Directions for this task:
Every entry needs to appear again exactly as written below.

Records from a data source:
*** Begin section ***
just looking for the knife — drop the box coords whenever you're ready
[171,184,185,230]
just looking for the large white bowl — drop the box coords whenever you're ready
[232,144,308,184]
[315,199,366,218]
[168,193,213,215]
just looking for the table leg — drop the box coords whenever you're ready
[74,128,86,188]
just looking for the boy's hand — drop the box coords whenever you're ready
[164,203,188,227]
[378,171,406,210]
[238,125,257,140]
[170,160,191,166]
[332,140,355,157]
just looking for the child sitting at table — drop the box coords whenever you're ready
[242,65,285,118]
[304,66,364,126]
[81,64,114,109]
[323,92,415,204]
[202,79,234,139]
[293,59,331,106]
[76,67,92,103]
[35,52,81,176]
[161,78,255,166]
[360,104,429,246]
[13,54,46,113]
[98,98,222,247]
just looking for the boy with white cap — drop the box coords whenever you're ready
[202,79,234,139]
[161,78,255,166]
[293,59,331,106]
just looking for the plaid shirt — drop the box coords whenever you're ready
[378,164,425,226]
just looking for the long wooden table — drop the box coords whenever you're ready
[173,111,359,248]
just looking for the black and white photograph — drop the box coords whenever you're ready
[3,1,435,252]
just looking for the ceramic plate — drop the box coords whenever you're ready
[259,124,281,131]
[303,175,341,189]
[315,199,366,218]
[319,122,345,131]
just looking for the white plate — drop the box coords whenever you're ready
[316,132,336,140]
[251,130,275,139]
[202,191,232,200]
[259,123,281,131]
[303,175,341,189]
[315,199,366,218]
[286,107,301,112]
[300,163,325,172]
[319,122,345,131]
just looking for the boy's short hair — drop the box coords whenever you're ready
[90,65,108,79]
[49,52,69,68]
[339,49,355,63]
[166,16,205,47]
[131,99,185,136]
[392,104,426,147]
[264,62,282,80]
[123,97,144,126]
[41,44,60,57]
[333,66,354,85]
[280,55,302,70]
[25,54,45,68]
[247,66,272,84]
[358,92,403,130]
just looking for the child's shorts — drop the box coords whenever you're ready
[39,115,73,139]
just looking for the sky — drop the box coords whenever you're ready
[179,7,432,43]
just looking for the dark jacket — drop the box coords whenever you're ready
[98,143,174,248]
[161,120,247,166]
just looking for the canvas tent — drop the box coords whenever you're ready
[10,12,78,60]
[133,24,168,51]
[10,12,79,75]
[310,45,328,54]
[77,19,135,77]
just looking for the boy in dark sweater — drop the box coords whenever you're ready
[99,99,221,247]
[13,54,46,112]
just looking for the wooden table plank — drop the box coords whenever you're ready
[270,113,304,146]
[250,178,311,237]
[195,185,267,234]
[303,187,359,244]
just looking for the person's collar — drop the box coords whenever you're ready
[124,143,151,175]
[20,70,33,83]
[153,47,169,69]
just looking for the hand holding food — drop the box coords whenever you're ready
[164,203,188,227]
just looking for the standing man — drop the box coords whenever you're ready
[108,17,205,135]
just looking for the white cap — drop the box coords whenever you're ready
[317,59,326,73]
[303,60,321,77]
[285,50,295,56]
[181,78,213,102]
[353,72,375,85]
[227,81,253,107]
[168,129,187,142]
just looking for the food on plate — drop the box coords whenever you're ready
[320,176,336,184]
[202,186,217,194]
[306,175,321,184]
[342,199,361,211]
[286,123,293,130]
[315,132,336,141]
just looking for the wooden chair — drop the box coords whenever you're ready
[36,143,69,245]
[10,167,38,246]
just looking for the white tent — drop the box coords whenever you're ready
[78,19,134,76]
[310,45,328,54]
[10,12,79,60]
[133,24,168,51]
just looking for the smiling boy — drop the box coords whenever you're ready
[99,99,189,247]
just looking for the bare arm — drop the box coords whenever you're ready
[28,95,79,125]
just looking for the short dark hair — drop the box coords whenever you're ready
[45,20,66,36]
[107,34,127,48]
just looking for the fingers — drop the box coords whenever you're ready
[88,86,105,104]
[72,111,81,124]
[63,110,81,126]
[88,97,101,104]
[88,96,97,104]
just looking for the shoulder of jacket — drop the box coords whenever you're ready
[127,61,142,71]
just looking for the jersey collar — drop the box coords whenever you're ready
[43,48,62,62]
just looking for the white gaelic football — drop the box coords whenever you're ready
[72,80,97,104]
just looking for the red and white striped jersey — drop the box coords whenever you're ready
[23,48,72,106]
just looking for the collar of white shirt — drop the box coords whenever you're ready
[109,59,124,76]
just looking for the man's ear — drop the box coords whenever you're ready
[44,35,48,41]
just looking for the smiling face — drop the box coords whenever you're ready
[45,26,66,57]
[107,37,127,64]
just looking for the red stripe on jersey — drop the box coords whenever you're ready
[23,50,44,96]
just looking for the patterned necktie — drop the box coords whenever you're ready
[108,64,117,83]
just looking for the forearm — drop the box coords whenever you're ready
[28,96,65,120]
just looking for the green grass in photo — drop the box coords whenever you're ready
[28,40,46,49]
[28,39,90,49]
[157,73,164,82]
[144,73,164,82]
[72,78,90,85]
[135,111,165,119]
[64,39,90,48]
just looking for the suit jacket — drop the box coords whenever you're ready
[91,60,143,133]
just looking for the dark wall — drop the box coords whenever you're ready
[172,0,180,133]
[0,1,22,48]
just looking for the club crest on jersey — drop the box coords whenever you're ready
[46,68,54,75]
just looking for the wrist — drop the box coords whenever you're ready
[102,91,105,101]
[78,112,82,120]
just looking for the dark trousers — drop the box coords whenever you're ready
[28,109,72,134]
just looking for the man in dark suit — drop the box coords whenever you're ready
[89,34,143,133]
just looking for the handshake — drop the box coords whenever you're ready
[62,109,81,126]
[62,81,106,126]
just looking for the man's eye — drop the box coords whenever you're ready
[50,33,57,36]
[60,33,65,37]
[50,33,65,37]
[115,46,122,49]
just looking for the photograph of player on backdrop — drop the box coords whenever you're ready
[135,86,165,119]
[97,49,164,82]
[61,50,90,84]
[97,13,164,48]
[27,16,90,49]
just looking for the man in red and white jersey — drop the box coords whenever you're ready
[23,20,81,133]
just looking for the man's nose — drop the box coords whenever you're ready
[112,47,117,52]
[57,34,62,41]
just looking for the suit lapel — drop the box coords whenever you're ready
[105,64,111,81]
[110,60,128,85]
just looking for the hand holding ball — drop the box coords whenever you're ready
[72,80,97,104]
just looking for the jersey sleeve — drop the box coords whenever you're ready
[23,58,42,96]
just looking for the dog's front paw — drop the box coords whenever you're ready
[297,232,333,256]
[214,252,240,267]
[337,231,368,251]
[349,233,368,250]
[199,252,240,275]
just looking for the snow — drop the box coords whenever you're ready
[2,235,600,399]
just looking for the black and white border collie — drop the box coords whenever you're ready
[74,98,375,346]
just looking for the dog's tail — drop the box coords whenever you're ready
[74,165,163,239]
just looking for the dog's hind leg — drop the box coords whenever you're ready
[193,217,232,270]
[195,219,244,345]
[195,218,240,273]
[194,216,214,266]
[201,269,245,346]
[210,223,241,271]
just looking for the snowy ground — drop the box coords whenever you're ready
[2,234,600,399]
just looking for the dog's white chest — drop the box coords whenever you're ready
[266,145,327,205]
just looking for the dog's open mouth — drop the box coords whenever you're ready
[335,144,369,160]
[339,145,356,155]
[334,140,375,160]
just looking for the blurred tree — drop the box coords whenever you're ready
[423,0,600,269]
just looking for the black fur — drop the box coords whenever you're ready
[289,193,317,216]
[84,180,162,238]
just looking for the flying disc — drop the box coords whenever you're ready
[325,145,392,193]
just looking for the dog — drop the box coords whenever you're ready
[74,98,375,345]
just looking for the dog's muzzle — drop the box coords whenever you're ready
*** End section ***
Problem solution:
just looking for the knife — drop the box coords whenever you're ready
[171,184,185,230]
just looking for the large white bowl — drop the box coords whenever you're ready
[232,144,308,184]
[315,199,366,218]
[168,193,213,215]
just looking for the table leg — drop the box coords whenever you're ready
[74,128,86,188]
just looking for the boy's hand — drop the box coords whenever you're ready
[164,203,188,227]
[378,171,406,210]
[238,125,257,140]
[170,160,191,166]
[332,140,355,157]
just looking for the child sitting at table — drop the box coords whenever you're ready
[242,65,285,118]
[304,66,364,126]
[81,64,114,109]
[323,92,415,204]
[202,79,234,139]
[293,59,331,106]
[76,67,92,103]
[35,52,81,176]
[161,78,255,166]
[360,104,429,246]
[13,54,46,113]
[98,98,222,247]
just looking for the boy with white cap — drop the box coords whenever you're ready
[202,79,234,139]
[161,78,255,166]
[293,59,331,106]
just looking for the plaid shirt — drop the box coords whenever you're ready
[378,164,425,226]
just looking for the long wooden table — drop the box coords whenever you're ready
[173,111,359,248]
just looking for the black and white photograph — drop the box coords whenever you're ready
[3,1,435,252]
just looking for the ceramic plate — drop the box coords whenever you're ready
[259,124,281,131]
[303,175,341,189]
[315,199,366,218]
[319,122,345,131]
just looking for the white plate — drop the box coords whenever you're ready
[316,132,336,140]
[251,130,275,139]
[202,191,232,200]
[259,123,281,131]
[303,175,341,189]
[315,199,366,218]
[286,107,301,112]
[300,163,325,172]
[319,122,345,131]
just looking for the boy's short hair — drop the box coords whenever you're ready
[90,65,108,79]
[49,52,69,68]
[339,49,355,63]
[166,16,205,47]
[131,99,185,136]
[392,104,426,147]
[264,62,282,80]
[123,97,144,126]
[41,44,60,57]
[333,66,354,85]
[280,55,302,70]
[25,54,45,68]
[247,66,272,84]
[358,92,403,130]
just looking for the child's shorts — drop the box coords whenever you're ready
[39,115,73,139]
just looking for the sky — drop the box coords whenever you're ready
[179,7,432,43]
just looking for the dark jacket — drop the box coords whenever you're ready
[98,143,174,248]
[161,120,247,166]
just looking for the canvas tent — drop the box coords whenever you're ready
[10,12,78,60]
[133,24,168,51]
[10,12,79,75]
[310,45,328,54]
[77,19,135,77]
just looking for the boy in dark sweater — drop the box coords whenever you're ready
[99,99,221,247]
[13,54,46,112]
just looking for the wooden table plank — drop the box coords whenever you're ready
[270,113,304,146]
[250,178,311,237]
[195,185,267,234]
[303,187,359,244]
just looking for the person's collar — drop the box coords whenever you're ready
[124,143,151,175]
[20,70,33,83]
[153,47,169,69]
just looking for the hand holding food — drop the box coords whenever you're ready
[164,203,188,227]
just looking for the standing man — drop the box coords whenever you're ready
[108,17,205,135]
just looking for the white cap — drop the box coords whenever you're ready
[317,59,326,73]
[303,60,321,77]
[285,50,295,56]
[181,78,213,102]
[353,72,375,85]
[227,81,253,107]
[168,129,187,142]
just looking for the food on plate — drop the box coords whenever you're ready
[320,176,336,184]
[202,186,217,194]
[306,175,321,184]
[342,199,361,211]
[286,123,293,130]
[315,132,336,141]
just looking for the wooden chair — drop the box coords whenever you're ready
[36,143,69,245]
[10,167,38,246]
just looking for the white tent — drop the box coords whenever you're ready
[78,19,134,76]
[310,45,328,54]
[10,12,79,60]
[133,24,168,51]
just looking for the smiling boy — drop the box coords whenever you're ready
[99,99,189,247]
just looking for the bare arm — drop the box coords whenever you're ready
[28,95,79,125]
just looking for the short dark hair — drop the box coords whenever you're ready
[45,20,66,36]
[107,34,127,48]
just looking for the fingers — drop the box coords whenever you're ready
[88,86,105,104]
[72,111,81,124]
[63,110,81,126]
[88,97,101,104]
[88,96,97,104]
just looking for the shoulder of jacket — drop the box coords whenever you're ready
[127,61,142,71]
just looking for the jersey collar — drop the box coords whenever you're ready
[43,48,62,62]
just looking for the white gaelic football — drop the box coords whenever you're ready
[72,80,97,104]
just looking for the red and white striped jersey — drop the box coords whenever you're ready
[23,48,72,106]
just looking for the collar of white shirt — drop the box coords whenever you're ready
[109,59,124,76]
just looking for the man's ear — drop the box coords whenever you're ready
[44,35,48,41]
just looking for the smiling face — drop the box coords whenever you're ready
[45,26,66,57]
[107,37,127,64]
just looking for the red stripe on jersey — drop the box coords whenever you're ready
[23,50,44,96]
just looking for the patterned necktie — drop the box coords whenever you're ready
[108,64,117,83]
just looking for the forearm — drop the box coords whenever you're ready
[28,96,65,120]
just looking for the green grass in photo — drop the box coords whenever you're ready
[28,40,46,49]
[28,39,90,49]
[157,73,164,82]
[144,73,164,82]
[72,78,90,85]
[135,111,165,119]
[64,39,90,48]
just looking for the suit jacket — drop the box coords whenever you're ready
[91,60,143,133]
just looking for the dark wall — drop the box coords whenever you're ready
[172,0,180,133]
[0,1,22,48]
just looking for the club crest on jersey — drop the box coords whenever you're ready
[46,68,54,75]
just looking for the wrist — drop the box coords whenever you're ready
[102,91,105,101]
[78,112,82,120]
just looking for the dark trousers — drop the box coords whenever you're ready
[28,109,72,134]
just looking for the man in dark suit — drop the box coords whenever you're ready
[89,34,143,133]
just looking for the handshake — drop the box coords whenever you're ready
[62,109,81,126]
[62,81,106,126]
just looking for the man's eye — drop the box coords whenever you're ready
[50,33,57,36]
[60,33,65,37]
[50,33,65,37]
[115,46,122,49]
just looking for the photograph of player on backdrop — drop the box coords whenever you're ready
[135,86,165,119]
[97,49,164,82]
[61,50,90,84]
[97,13,164,48]
[27,16,90,49]
just looking for the man in red and white jersey — drop the box coords whenever you're ready
[23,20,81,133]
just looking for the man's nose — drop the box coords whenever you're ready
[112,47,117,52]
[57,34,62,41]
just looking for the suit lapel — drop the box coords whenever you're ready
[105,64,111,81]
[110,60,128,85]
just looking for the hand holding ball — drop the box coords whenever you're ready
[72,80,97,104]
just looking for the jersey sleeve — drop the box coords whenever you're ready
[23,58,42,96]
just looking for the dog's front paw — drop the box coords whenever you're ready
[297,232,333,256]
[214,252,240,267]
[337,231,368,251]
[349,233,368,250]
[199,252,240,275]
just looking for the snow — drop the box coords whenever you're ready
[2,235,600,399]
just looking for the black and white border collie — drop the box coords whenever you're ready
[74,98,375,346]
just looking for the dog's tail — drop the box coords whenever you're ready
[74,165,163,239]
just looking for the dog's hind leg — drop the box coords whenever you're ready
[193,217,232,270]
[195,219,244,345]
[195,218,240,273]
[194,216,214,266]
[201,269,245,346]
[210,223,241,271]
just looking for the snowy ground — drop the box coords whenever you're ready
[2,234,600,399]
just looking for the dog's white chest — drop the box coords whenever you're ready
[266,145,327,205]
just looking for the dog's open mouth — drop the box coords whenever you're ready
[335,144,369,160]
[339,145,356,155]
[334,140,375,160]
just looking for the blurred tree — drop the box coords whenever you're ready
[423,0,600,269]
just looking for the black fur — drop the box coords whenever you're ready
[289,193,317,216]
[84,180,162,238]
just looking for the flying disc — drop the box coords whenever you're ready
[325,145,392,193]
just looking for the dog — drop the box coords whenever you're ready
[74,98,375,345]
just looking for the dog's muzzle — drop the box coords whenever you're ready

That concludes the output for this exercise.